[Point labeling examples]

** Start **

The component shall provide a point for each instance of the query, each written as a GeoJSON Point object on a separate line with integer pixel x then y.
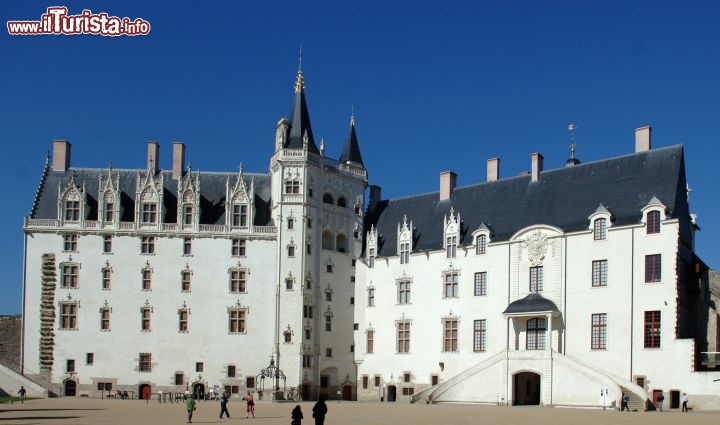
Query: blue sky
{"type": "Point", "coordinates": [435, 86]}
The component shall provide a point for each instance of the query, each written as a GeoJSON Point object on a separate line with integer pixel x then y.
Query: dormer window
{"type": "Point", "coordinates": [653, 222]}
{"type": "Point", "coordinates": [600, 229]}
{"type": "Point", "coordinates": [239, 216]}
{"type": "Point", "coordinates": [149, 213]}
{"type": "Point", "coordinates": [72, 210]}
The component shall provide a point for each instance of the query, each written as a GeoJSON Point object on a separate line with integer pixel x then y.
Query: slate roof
{"type": "Point", "coordinates": [532, 303]}
{"type": "Point", "coordinates": [562, 197]}
{"type": "Point", "coordinates": [351, 151]}
{"type": "Point", "coordinates": [212, 194]}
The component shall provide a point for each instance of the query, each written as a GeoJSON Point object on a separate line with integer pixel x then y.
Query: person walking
{"type": "Point", "coordinates": [624, 402]}
{"type": "Point", "coordinates": [223, 406]}
{"type": "Point", "coordinates": [190, 406]}
{"type": "Point", "coordinates": [250, 405]}
{"type": "Point", "coordinates": [296, 416]}
{"type": "Point", "coordinates": [320, 410]}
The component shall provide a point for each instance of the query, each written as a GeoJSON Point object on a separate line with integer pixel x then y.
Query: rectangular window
{"type": "Point", "coordinates": [107, 244]}
{"type": "Point", "coordinates": [147, 245]}
{"type": "Point", "coordinates": [536, 279]}
{"type": "Point", "coordinates": [104, 319]}
{"type": "Point", "coordinates": [145, 319]}
{"type": "Point", "coordinates": [451, 246]}
{"type": "Point", "coordinates": [653, 222]}
{"type": "Point", "coordinates": [238, 281]}
{"type": "Point", "coordinates": [109, 212]}
{"type": "Point", "coordinates": [70, 243]}
{"type": "Point", "coordinates": [106, 274]}
{"type": "Point", "coordinates": [403, 337]}
{"type": "Point", "coordinates": [479, 335]}
{"type": "Point", "coordinates": [480, 284]}
{"type": "Point", "coordinates": [70, 276]}
{"type": "Point", "coordinates": [237, 321]}
{"type": "Point", "coordinates": [481, 244]}
{"type": "Point", "coordinates": [149, 213]}
{"type": "Point", "coordinates": [404, 292]}
{"type": "Point", "coordinates": [451, 285]}
{"type": "Point", "coordinates": [598, 338]}
{"type": "Point", "coordinates": [72, 210]}
{"type": "Point", "coordinates": [450, 335]}
{"type": "Point", "coordinates": [146, 280]}
{"type": "Point", "coordinates": [600, 229]}
{"type": "Point", "coordinates": [188, 215]}
{"type": "Point", "coordinates": [652, 329]}
{"type": "Point", "coordinates": [68, 316]}
{"type": "Point", "coordinates": [599, 273]}
{"type": "Point", "coordinates": [145, 363]}
{"type": "Point", "coordinates": [185, 281]}
{"type": "Point", "coordinates": [182, 320]}
{"type": "Point", "coordinates": [653, 272]}
{"type": "Point", "coordinates": [238, 248]}
{"type": "Point", "coordinates": [404, 253]}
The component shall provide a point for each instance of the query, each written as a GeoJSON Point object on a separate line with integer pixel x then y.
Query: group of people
{"type": "Point", "coordinates": [319, 410]}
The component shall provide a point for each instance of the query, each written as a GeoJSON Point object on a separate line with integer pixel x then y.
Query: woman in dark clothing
{"type": "Point", "coordinates": [319, 411]}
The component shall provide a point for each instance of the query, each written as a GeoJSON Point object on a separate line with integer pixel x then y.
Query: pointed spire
{"type": "Point", "coordinates": [300, 129]}
{"type": "Point", "coordinates": [351, 151]}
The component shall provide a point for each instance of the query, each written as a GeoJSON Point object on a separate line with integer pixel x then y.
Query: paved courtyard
{"type": "Point", "coordinates": [116, 412]}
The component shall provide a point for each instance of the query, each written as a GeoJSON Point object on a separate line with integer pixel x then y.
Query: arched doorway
{"type": "Point", "coordinates": [199, 390]}
{"type": "Point", "coordinates": [347, 392]}
{"type": "Point", "coordinates": [391, 393]}
{"type": "Point", "coordinates": [145, 392]}
{"type": "Point", "coordinates": [526, 389]}
{"type": "Point", "coordinates": [70, 388]}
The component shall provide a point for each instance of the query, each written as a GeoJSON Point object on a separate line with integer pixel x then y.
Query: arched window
{"type": "Point", "coordinates": [536, 329]}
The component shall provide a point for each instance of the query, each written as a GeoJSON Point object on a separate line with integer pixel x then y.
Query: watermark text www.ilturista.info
{"type": "Point", "coordinates": [56, 21]}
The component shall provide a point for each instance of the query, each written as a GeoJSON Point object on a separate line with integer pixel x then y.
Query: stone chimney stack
{"type": "Point", "coordinates": [178, 160]}
{"type": "Point", "coordinates": [61, 155]}
{"type": "Point", "coordinates": [642, 139]}
{"type": "Point", "coordinates": [536, 166]}
{"type": "Point", "coordinates": [153, 156]}
{"type": "Point", "coordinates": [448, 179]}
{"type": "Point", "coordinates": [493, 169]}
{"type": "Point", "coordinates": [375, 192]}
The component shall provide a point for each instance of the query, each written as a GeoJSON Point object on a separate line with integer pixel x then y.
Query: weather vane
{"type": "Point", "coordinates": [571, 129]}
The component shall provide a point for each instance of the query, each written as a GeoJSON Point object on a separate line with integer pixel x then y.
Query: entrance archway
{"type": "Point", "coordinates": [199, 391]}
{"type": "Point", "coordinates": [391, 393]}
{"type": "Point", "coordinates": [347, 392]}
{"type": "Point", "coordinates": [526, 389]}
{"type": "Point", "coordinates": [70, 388]}
{"type": "Point", "coordinates": [145, 392]}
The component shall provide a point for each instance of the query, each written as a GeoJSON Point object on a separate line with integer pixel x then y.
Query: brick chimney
{"type": "Point", "coordinates": [375, 192]}
{"type": "Point", "coordinates": [536, 166]}
{"type": "Point", "coordinates": [61, 155]}
{"type": "Point", "coordinates": [153, 156]}
{"type": "Point", "coordinates": [642, 139]}
{"type": "Point", "coordinates": [448, 179]}
{"type": "Point", "coordinates": [493, 169]}
{"type": "Point", "coordinates": [178, 159]}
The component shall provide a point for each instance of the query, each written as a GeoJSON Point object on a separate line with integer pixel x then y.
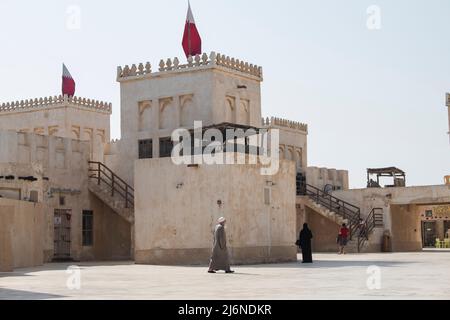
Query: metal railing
{"type": "Point", "coordinates": [102, 174]}
{"type": "Point", "coordinates": [346, 210]}
{"type": "Point", "coordinates": [374, 220]}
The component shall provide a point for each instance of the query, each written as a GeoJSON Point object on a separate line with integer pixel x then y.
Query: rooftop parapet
{"type": "Point", "coordinates": [56, 101]}
{"type": "Point", "coordinates": [283, 123]}
{"type": "Point", "coordinates": [199, 61]}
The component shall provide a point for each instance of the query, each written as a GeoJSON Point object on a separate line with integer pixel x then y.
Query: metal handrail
{"type": "Point", "coordinates": [101, 173]}
{"type": "Point", "coordinates": [346, 210]}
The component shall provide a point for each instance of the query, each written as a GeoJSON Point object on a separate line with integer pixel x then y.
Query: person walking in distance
{"type": "Point", "coordinates": [220, 259]}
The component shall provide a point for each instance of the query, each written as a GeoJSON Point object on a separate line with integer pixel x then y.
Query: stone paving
{"type": "Point", "coordinates": [402, 276]}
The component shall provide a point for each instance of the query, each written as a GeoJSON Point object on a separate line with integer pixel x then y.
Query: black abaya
{"type": "Point", "coordinates": [305, 244]}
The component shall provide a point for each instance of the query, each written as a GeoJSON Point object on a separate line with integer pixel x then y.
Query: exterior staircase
{"type": "Point", "coordinates": [112, 190]}
{"type": "Point", "coordinates": [340, 211]}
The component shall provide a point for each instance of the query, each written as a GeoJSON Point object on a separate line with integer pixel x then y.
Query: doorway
{"type": "Point", "coordinates": [62, 228]}
{"type": "Point", "coordinates": [429, 234]}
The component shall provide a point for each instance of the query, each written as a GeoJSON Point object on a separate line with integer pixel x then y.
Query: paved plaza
{"type": "Point", "coordinates": [402, 276]}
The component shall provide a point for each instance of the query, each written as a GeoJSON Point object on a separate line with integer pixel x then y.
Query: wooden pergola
{"type": "Point", "coordinates": [398, 175]}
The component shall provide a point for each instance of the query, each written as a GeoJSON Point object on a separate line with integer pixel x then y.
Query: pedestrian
{"type": "Point", "coordinates": [220, 259]}
{"type": "Point", "coordinates": [305, 244]}
{"type": "Point", "coordinates": [343, 238]}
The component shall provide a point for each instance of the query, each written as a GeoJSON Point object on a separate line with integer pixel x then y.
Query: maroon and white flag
{"type": "Point", "coordinates": [192, 43]}
{"type": "Point", "coordinates": [68, 84]}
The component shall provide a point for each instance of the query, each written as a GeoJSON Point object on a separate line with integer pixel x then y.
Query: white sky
{"type": "Point", "coordinates": [371, 98]}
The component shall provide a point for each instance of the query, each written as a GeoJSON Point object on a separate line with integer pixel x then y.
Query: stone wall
{"type": "Point", "coordinates": [177, 208]}
{"type": "Point", "coordinates": [320, 177]}
{"type": "Point", "coordinates": [155, 103]}
{"type": "Point", "coordinates": [67, 117]}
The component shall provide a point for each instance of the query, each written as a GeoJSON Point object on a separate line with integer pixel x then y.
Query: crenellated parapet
{"type": "Point", "coordinates": [55, 101]}
{"type": "Point", "coordinates": [283, 123]}
{"type": "Point", "coordinates": [214, 60]}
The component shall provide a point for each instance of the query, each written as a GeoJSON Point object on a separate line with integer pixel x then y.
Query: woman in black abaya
{"type": "Point", "coordinates": [305, 243]}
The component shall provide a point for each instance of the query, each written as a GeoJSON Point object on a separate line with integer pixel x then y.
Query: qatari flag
{"type": "Point", "coordinates": [192, 43]}
{"type": "Point", "coordinates": [68, 85]}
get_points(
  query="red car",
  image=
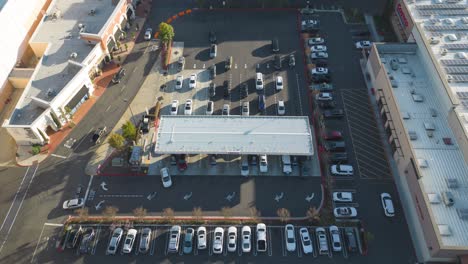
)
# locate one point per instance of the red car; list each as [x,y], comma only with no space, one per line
[332,135]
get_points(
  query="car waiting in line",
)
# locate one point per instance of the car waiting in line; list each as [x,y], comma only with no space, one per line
[129,241]
[343,197]
[305,241]
[335,238]
[73,203]
[188,107]
[201,237]
[174,107]
[166,177]
[345,212]
[218,240]
[387,204]
[341,170]
[290,238]
[246,239]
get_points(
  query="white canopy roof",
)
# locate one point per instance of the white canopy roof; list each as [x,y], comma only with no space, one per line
[271,135]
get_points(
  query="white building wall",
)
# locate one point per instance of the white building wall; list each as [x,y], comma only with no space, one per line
[16,19]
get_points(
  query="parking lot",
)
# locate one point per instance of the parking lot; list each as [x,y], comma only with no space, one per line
[159,241]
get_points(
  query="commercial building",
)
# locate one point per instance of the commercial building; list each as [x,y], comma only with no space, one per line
[422,92]
[71,44]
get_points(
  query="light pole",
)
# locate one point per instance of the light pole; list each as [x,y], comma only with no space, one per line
[131,112]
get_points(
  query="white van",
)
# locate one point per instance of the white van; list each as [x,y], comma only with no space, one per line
[259,81]
[286,160]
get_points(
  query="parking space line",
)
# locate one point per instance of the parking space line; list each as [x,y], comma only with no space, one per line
[270,246]
[153,241]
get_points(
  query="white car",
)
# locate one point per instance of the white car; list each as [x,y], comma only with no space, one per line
[318,48]
[73,203]
[343,197]
[335,237]
[315,41]
[364,44]
[261,237]
[179,82]
[319,55]
[174,107]
[345,212]
[129,240]
[319,70]
[279,83]
[263,163]
[324,97]
[342,170]
[281,108]
[115,240]
[245,109]
[305,241]
[232,239]
[218,240]
[148,33]
[290,238]
[387,204]
[210,108]
[193,81]
[201,237]
[166,178]
[188,107]
[246,239]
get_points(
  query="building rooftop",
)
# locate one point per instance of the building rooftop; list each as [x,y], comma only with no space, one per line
[60,28]
[444,23]
[234,135]
[439,158]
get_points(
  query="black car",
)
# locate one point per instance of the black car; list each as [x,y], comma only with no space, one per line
[226,85]
[118,76]
[338,157]
[335,146]
[335,113]
[98,134]
[320,78]
[327,104]
[212,90]
[213,72]
[244,90]
[292,60]
[277,62]
[212,37]
[87,242]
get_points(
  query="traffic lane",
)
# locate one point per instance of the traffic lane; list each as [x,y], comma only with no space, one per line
[384,229]
[11,179]
[209,193]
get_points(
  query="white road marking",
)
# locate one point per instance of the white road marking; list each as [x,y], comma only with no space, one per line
[299,94]
[5,236]
[58,156]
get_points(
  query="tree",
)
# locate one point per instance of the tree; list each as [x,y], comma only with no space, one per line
[283,214]
[226,212]
[129,131]
[116,141]
[313,214]
[166,33]
[110,212]
[197,213]
[168,214]
[139,212]
[82,213]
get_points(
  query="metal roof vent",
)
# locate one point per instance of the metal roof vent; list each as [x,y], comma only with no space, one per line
[452,183]
[422,163]
[444,230]
[434,198]
[463,213]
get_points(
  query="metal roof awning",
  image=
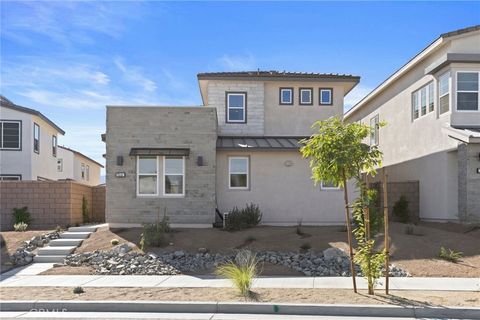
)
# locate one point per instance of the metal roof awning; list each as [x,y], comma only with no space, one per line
[159,152]
[259,143]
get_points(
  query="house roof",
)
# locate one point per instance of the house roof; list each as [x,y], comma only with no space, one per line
[4,102]
[407,66]
[277,75]
[81,155]
[267,143]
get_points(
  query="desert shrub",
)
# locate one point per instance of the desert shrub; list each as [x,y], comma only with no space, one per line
[242,271]
[401,210]
[247,217]
[21,215]
[20,227]
[78,290]
[449,255]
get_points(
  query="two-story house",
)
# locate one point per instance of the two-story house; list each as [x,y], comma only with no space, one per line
[432,110]
[240,146]
[29,149]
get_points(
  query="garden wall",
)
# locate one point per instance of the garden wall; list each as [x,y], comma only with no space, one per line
[50,203]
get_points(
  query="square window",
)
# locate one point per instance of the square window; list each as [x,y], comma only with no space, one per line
[306,96]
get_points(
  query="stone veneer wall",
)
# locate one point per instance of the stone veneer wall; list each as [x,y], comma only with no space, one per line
[161,127]
[50,203]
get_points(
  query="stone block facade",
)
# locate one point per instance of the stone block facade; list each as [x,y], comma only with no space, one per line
[50,203]
[193,128]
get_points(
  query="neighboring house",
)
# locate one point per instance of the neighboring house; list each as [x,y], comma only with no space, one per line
[29,149]
[432,110]
[240,147]
[74,165]
[28,143]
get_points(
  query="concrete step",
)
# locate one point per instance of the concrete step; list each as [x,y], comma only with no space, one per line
[83,229]
[65,242]
[75,235]
[55,251]
[49,259]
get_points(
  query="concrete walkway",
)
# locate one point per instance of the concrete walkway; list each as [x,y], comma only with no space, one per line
[184,281]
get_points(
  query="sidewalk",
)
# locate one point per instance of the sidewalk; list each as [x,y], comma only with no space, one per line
[184,281]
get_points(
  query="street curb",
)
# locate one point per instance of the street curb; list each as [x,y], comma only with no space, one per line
[243,308]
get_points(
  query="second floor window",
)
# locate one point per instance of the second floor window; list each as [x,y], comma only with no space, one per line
[236,107]
[467,91]
[36,138]
[10,135]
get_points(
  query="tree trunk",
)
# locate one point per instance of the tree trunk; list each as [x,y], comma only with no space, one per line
[349,231]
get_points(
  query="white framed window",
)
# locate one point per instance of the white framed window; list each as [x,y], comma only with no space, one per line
[306,96]
[374,134]
[329,186]
[286,96]
[236,107]
[60,165]
[10,135]
[54,146]
[147,176]
[36,138]
[238,173]
[468,91]
[444,93]
[82,171]
[173,176]
[325,96]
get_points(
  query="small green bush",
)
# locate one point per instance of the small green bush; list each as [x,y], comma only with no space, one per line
[245,218]
[241,272]
[20,227]
[21,215]
[401,210]
[449,255]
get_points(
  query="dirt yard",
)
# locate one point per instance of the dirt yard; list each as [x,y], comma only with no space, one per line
[10,241]
[324,296]
[417,253]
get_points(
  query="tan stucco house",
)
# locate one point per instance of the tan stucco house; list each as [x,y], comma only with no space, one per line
[432,110]
[240,146]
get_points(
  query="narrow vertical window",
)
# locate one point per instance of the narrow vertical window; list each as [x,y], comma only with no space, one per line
[467,91]
[444,93]
[286,96]
[236,106]
[374,133]
[54,146]
[305,96]
[325,96]
[238,172]
[147,175]
[174,176]
[36,138]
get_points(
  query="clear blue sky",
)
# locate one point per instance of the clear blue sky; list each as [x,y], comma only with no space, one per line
[70,59]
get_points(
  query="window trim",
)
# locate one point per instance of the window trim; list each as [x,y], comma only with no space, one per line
[464,91]
[35,126]
[2,121]
[141,195]
[227,107]
[300,97]
[230,173]
[320,102]
[292,97]
[178,195]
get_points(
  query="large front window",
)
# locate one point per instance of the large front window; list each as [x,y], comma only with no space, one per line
[238,172]
[10,135]
[236,107]
[174,176]
[467,91]
[147,175]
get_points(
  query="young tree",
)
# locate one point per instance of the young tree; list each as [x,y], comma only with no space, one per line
[337,154]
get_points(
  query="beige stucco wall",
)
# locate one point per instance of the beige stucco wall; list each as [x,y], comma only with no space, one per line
[284,194]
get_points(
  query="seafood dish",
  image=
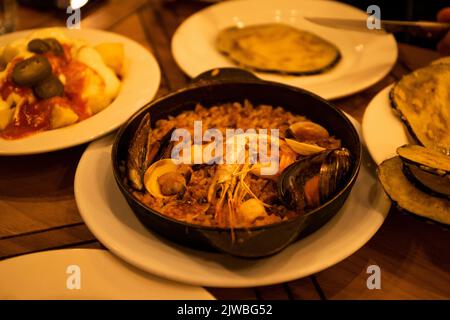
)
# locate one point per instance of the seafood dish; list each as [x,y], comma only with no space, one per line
[312,167]
[418,179]
[278,48]
[49,80]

** End **

Goal of the exercise >> Collect every line of the material that contains the string "beige" and copy each one out.

Full response >>
  query="beige stucco wall",
# locate one point per instance of the beige stucco wall; list each as [x,y], comma only with no space, one per line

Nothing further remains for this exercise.